_What to work on:_
I would like every line of the records below that contains the word "tower" copied.

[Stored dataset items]

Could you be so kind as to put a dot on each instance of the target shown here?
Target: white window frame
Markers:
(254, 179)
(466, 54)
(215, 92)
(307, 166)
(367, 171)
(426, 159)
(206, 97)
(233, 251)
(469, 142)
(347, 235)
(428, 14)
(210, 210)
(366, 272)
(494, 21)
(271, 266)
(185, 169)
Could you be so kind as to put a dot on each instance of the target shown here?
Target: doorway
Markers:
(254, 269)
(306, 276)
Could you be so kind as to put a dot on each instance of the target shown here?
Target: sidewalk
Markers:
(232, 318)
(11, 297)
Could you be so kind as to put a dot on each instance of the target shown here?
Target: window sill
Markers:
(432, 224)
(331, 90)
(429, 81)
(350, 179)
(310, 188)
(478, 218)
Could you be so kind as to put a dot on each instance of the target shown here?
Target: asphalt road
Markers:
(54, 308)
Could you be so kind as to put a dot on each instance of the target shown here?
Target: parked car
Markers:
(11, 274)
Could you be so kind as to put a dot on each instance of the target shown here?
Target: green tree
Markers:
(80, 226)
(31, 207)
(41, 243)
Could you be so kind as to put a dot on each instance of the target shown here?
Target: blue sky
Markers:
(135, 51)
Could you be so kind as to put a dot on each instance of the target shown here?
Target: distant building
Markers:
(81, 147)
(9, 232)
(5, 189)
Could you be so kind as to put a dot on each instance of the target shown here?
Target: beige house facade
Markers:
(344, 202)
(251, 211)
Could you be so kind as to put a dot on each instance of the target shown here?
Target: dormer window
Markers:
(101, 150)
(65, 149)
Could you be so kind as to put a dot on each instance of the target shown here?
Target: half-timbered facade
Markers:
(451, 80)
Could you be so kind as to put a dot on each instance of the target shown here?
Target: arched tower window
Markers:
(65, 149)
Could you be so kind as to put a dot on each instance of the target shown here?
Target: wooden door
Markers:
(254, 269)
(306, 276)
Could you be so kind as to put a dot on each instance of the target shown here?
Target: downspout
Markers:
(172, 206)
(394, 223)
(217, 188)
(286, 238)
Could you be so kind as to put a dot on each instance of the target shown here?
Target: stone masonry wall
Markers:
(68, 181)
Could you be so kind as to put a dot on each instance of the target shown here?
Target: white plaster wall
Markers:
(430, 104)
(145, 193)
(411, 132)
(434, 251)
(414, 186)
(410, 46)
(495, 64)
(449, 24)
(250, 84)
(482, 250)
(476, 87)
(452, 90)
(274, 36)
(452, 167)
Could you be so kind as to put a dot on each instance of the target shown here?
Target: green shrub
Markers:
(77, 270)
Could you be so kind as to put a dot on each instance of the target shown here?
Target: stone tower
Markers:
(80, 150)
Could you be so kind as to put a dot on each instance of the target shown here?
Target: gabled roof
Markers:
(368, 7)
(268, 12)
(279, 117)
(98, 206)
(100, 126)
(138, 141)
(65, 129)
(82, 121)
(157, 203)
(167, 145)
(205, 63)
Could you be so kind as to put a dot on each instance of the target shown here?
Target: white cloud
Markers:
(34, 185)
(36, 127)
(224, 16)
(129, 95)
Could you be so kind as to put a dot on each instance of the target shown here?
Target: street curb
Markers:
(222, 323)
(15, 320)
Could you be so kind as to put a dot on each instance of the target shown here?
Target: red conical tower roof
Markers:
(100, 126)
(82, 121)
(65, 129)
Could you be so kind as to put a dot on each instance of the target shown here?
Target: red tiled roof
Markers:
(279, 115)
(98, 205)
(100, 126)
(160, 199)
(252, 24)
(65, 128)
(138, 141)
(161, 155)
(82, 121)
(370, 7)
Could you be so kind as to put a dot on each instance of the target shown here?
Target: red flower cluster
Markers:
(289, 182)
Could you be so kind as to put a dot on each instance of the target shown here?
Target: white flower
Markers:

_Task solution:_
Target: arched tower window
Target: stone tower
Target: red conical tower roof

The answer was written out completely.